++++ DATA

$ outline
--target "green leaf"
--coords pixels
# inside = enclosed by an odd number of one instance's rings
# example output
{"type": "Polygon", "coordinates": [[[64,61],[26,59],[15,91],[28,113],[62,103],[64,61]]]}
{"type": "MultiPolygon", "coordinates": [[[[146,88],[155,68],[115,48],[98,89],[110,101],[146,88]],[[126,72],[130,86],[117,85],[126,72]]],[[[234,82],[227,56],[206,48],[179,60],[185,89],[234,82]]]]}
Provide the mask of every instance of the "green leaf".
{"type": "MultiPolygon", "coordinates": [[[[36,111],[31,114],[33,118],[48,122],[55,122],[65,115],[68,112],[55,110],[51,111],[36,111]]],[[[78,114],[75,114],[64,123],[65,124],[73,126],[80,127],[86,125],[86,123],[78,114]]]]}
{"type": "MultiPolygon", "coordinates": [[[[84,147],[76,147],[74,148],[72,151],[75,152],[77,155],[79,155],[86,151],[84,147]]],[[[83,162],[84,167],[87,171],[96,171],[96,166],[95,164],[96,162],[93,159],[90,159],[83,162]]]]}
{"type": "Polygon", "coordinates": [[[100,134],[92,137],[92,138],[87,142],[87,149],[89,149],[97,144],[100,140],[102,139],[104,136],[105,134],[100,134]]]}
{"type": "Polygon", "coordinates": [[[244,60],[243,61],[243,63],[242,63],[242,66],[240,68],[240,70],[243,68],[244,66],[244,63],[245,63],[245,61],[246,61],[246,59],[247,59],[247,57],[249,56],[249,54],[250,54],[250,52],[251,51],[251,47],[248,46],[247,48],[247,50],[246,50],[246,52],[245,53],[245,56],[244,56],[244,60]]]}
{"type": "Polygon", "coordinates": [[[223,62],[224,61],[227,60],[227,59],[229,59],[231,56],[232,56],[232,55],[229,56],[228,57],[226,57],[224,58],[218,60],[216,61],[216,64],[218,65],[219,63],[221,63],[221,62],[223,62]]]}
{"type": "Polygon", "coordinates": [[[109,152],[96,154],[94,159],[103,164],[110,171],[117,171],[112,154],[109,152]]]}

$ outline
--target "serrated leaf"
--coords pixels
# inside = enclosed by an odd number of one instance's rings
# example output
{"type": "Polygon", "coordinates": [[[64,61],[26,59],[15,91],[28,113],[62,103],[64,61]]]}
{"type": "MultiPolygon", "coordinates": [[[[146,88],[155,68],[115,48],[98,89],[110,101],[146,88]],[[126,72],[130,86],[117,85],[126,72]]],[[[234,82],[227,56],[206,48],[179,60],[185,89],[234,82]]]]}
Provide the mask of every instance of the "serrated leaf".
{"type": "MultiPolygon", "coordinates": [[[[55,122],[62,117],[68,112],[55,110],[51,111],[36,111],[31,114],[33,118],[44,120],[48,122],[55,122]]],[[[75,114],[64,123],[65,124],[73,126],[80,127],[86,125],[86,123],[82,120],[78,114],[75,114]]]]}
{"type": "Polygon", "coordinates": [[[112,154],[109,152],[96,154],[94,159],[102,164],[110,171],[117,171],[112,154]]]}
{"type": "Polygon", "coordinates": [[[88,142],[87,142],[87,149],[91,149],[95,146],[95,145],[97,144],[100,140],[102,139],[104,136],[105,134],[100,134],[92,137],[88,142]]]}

++++++++
++++ DATA

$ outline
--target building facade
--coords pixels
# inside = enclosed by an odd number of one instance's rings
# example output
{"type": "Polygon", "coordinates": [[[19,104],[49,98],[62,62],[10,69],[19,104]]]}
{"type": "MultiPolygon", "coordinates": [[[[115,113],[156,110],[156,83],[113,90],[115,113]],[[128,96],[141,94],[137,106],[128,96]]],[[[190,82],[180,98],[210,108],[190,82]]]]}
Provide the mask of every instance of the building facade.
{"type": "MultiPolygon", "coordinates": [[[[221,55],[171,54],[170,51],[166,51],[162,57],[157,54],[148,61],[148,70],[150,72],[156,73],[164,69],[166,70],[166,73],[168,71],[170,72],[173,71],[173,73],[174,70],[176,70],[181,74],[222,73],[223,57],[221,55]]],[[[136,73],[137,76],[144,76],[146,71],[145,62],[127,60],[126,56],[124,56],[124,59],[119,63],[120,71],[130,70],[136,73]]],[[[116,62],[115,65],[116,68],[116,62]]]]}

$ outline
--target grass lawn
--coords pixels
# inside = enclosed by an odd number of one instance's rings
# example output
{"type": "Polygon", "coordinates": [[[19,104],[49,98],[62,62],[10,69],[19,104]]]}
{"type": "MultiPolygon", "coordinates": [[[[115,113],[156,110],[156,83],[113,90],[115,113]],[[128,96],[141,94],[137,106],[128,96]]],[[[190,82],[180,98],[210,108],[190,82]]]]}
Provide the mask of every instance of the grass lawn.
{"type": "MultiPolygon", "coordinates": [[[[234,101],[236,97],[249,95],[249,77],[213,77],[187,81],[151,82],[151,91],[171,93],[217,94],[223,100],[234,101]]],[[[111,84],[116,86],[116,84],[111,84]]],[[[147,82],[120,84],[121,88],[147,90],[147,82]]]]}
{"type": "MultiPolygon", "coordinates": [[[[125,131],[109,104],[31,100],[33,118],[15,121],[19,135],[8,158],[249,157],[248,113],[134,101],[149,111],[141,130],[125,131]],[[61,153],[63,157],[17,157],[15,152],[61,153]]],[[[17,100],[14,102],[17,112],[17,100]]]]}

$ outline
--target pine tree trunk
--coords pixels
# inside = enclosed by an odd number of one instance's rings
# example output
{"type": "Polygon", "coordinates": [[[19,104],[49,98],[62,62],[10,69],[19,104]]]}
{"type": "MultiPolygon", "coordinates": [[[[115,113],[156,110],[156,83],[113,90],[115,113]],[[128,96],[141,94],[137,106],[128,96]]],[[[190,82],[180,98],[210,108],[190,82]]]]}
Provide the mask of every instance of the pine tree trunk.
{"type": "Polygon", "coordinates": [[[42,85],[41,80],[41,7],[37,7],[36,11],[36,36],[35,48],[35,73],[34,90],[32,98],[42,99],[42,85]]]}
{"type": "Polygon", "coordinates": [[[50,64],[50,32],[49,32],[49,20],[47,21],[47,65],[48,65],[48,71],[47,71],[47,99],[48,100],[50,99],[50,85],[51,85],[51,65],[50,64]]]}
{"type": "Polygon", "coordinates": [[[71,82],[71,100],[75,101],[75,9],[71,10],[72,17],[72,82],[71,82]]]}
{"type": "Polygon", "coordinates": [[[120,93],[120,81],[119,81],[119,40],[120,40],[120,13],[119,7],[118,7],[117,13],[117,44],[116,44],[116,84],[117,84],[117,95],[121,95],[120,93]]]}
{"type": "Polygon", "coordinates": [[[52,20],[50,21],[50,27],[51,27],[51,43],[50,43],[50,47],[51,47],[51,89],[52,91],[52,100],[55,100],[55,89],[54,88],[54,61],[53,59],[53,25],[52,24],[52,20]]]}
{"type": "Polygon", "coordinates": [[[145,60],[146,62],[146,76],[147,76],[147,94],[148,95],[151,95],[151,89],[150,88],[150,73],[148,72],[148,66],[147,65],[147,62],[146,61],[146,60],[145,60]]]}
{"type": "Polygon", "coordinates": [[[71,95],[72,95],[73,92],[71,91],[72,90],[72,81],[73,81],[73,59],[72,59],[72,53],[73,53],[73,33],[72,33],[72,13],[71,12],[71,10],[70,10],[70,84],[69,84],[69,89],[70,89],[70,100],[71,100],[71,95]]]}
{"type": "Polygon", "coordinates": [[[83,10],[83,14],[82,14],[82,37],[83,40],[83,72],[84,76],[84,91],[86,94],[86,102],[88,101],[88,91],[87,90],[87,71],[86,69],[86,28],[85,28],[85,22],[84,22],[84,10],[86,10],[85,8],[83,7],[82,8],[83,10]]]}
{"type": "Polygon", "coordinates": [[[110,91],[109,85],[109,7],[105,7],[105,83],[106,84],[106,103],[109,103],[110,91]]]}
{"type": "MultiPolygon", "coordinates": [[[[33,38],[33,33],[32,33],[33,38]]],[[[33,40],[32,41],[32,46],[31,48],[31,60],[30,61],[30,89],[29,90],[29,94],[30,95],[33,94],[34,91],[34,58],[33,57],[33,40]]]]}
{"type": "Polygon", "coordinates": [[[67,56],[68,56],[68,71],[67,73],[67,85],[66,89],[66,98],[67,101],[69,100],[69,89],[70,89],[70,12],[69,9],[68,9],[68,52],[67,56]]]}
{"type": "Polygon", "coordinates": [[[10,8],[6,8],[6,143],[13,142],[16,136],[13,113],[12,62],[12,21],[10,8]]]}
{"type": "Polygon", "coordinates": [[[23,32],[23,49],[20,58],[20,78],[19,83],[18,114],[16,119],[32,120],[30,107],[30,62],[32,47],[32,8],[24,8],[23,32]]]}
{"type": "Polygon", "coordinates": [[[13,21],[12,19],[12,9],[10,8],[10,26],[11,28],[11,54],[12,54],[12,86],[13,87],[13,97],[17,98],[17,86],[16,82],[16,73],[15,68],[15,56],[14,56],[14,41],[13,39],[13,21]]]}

++++++++

§ **EXERCISE**:
Pull out each line of the records that contains the string "facade". Case matters, so match only that exact capitalization.

§ **PROBLEM SOLUTION**:
--target building facade
Provide the mask of every instance of the building facade.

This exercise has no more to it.